## EXERCISE REQUIREMENTS
Convert all of the data below into a two-column CSV with the header row input,output. Each row pairs one text from the data with its answer, each value enclosed in double quotes and any line breaks within it replaced by spaces.

Data records:
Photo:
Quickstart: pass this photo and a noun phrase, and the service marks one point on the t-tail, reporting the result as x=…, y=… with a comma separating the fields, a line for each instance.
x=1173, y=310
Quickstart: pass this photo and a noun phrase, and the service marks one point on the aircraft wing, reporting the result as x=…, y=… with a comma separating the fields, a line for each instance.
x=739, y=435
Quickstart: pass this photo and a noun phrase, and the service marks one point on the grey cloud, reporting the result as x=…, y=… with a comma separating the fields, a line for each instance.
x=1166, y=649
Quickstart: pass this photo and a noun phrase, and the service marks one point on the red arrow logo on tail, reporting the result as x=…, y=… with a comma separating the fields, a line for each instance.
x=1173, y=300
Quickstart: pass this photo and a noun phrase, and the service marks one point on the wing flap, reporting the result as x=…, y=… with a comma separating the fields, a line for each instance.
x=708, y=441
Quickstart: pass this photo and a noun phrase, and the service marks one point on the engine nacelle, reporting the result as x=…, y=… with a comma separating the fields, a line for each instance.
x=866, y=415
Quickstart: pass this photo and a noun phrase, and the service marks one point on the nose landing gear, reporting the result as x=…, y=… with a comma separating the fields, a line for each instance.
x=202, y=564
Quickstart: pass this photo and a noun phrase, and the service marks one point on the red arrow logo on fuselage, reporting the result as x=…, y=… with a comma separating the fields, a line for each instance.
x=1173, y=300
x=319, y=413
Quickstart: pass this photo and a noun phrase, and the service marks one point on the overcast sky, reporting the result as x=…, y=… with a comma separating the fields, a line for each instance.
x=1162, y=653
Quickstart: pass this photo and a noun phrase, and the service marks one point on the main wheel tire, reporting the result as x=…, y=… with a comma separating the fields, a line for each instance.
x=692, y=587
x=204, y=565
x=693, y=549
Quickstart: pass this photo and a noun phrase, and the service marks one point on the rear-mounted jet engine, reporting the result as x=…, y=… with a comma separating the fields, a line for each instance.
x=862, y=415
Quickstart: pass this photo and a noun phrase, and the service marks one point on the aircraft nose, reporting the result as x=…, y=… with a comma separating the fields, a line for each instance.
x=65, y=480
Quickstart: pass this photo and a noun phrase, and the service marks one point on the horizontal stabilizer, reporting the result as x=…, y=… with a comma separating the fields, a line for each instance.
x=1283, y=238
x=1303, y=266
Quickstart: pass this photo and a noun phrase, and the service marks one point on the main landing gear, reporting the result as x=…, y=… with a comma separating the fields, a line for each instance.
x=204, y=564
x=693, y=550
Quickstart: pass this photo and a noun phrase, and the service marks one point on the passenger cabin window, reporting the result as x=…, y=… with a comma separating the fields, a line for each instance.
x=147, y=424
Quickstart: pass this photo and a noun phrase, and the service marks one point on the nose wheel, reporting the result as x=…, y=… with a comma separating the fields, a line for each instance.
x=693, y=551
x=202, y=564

## CORRECT RESPONSE
input,output
"Photo: Quickstart: pass this photo and a noun phrase, and the service marks one point on the t-tail, reporting the result as x=…, y=… with a comma separating the fields, a line for each instance.","x=1173, y=310"
"Quickstart: pass this photo and a noun phrase, and the service marks one point on the aircraft wing, reporting the result as x=…, y=… with a comma separating the fields, a line for each instance.","x=739, y=435"
"Quickstart: pass this photo and a noun phrase, and the service marks one point on the grey cloud, reporting the result as x=…, y=… with a comma separating the fields, a line for each instance.","x=1166, y=649"
"Quickstart: pass this photo and a noun phrase, and the service marks one point on the red arrow logo on tail, reporting the result as x=…, y=… with a comma separating the fields, a line for each instance.","x=1173, y=300"
"Quickstart: pass this photo and a noun phrase, and the service marks one point on the wing flap, reporting the result as x=…, y=… with a comma separating the fields, a line for each instance.","x=708, y=441"
"Quickstart: pass this photo and a noun phrase, and the service marks one point on the engine nacelle, reporting the result as x=…, y=… with a comma separating the fields, a line for each instance.","x=866, y=415"
"Quickstart: pass this photo and a noun phrase, and the service marks one point on the nose landing gear, reporting the result as x=…, y=… with a comma separating the fields, a line for each instance.","x=202, y=564"
"Quickstart: pass this photo and a noun phrase, and the service marks one point on the red arrow logo on fuselage, reporting the result as x=…, y=… with a comma separating the fields, a line for each instance.","x=1173, y=300 x=319, y=413"
"Quickstart: pass this photo and a noun phrase, and the service marks one point on the overcast sky, reporting the result as x=…, y=… with a comma separating the fields, a line for each instance.","x=1162, y=653"
"Quickstart: pass this photo and a noun phrase, and the service marks one point on the main wheel tire, reporting the result as x=…, y=… with a comma separating the fields, a line for each instance.","x=692, y=587 x=204, y=565 x=693, y=549"
"Quickstart: pass this photo and a noun phrase, and the service marks one point on the rear-mounted jet engine, reporting the result as x=…, y=… with a comma separating the fields, a line for each instance.","x=862, y=415"
"Quickstart: pass this photo and a noun phrase, and the service marks one point on the aircraft nose, reporting the result as x=…, y=… with a comma separating the fields, a line for each instance.","x=65, y=480"
"Quickstart: pass this photo and a noun phrase, and the service marks one point on the horizontal stabilizer, reporting the result as x=…, y=… with a comma separating the fields, a line for each instance.","x=1283, y=238 x=1303, y=266"
"Quickstart: pass this photo and a noun phrase, and the service marks one point on the main landing gear, reporting the result as x=…, y=… with a comma separating the fields, a line for each instance.","x=204, y=564 x=693, y=550"
"Quickstart: pass this photo and a noun phrase, and the service marks one point on the passenger cabin window, reporting the result as x=…, y=… with a comma separating the fields, a line for each instance.","x=147, y=424"
"Quickstart: pass this photo and a noun phrase, and the service marks one point on the nose wheel, reporting the result as x=…, y=… with a comma separating the fields, a line for each instance.","x=693, y=551 x=202, y=564"